• _GIVEN TASK_
Copy out every line of the entries below, beginning at the line that contains "Isolate every wind-blown" and ending with the final line of the entries, requests included. Scale each box coordinate by 1.2 and round it to a whole number, rounding halves up.

(Bounding-box records)
-=-=-

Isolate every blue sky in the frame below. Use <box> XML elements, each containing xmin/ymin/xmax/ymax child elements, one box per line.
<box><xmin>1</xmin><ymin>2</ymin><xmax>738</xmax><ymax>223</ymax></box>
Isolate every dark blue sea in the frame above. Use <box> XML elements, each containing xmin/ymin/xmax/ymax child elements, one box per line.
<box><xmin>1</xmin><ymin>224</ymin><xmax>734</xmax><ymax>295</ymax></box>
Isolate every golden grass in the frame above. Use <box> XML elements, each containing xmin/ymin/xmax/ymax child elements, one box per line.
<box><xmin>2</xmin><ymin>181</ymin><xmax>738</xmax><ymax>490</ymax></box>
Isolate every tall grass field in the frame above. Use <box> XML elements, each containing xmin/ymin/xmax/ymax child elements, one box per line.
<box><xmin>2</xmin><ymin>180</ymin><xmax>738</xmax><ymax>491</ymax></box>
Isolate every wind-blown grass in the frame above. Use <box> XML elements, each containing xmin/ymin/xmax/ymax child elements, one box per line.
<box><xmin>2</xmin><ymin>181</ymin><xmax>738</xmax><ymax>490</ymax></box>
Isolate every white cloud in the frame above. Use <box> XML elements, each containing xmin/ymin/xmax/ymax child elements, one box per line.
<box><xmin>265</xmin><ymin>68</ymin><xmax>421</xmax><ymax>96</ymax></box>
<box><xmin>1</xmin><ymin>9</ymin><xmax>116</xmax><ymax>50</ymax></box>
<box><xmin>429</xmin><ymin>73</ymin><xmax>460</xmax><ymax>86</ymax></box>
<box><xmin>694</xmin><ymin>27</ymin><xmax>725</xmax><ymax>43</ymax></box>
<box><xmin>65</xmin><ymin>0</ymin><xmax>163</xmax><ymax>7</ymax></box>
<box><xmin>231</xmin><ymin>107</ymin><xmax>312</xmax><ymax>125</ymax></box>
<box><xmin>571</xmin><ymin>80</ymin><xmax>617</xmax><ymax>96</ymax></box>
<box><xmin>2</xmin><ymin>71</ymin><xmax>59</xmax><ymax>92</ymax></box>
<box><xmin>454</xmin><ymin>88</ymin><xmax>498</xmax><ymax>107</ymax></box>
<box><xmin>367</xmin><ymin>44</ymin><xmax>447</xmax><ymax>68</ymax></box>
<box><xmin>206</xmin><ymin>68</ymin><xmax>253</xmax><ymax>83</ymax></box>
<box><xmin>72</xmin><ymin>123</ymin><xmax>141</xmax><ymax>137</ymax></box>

-=-=-

• _COMPLETE RESPONSE_
Isolate every wind-blown grass in the frame above. Use <box> XML elements, each containing xmin/ymin/xmax/ymax child elements, one box per line.
<box><xmin>2</xmin><ymin>217</ymin><xmax>886</xmax><ymax>588</ymax></box>
Isolate every white cloud in the frame above. Use <box> XML elements, each containing xmin/ymin/xmax/ymax child elements, one box per line.
<box><xmin>318</xmin><ymin>82</ymin><xmax>505</xmax><ymax>115</ymax></box>
<box><xmin>1</xmin><ymin>11</ymin><xmax>139</xmax><ymax>60</ymax></box>
<box><xmin>515</xmin><ymin>88</ymin><xmax>552</xmax><ymax>103</ymax></box>
<box><xmin>833</xmin><ymin>32</ymin><xmax>870</xmax><ymax>52</ymax></box>
<box><xmin>78</xmin><ymin>0</ymin><xmax>196</xmax><ymax>8</ymax></box>
<box><xmin>277</xmin><ymin>128</ymin><xmax>374</xmax><ymax>150</ymax></box>
<box><xmin>685</xmin><ymin>96</ymin><xmax>740</xmax><ymax>115</ymax></box>
<box><xmin>2</xmin><ymin>85</ymin><xmax>71</xmax><ymax>110</ymax></box>
<box><xmin>545</xmin><ymin>106</ymin><xmax>598</xmax><ymax>128</ymax></box>
<box><xmin>440</xmin><ymin>53</ymin><xmax>536</xmax><ymax>82</ymax></box>
<box><xmin>247</xmin><ymin>82</ymin><xmax>304</xmax><ymax>100</ymax></box>
<box><xmin>86</xmin><ymin>148</ymin><xmax>169</xmax><ymax>164</ymax></box>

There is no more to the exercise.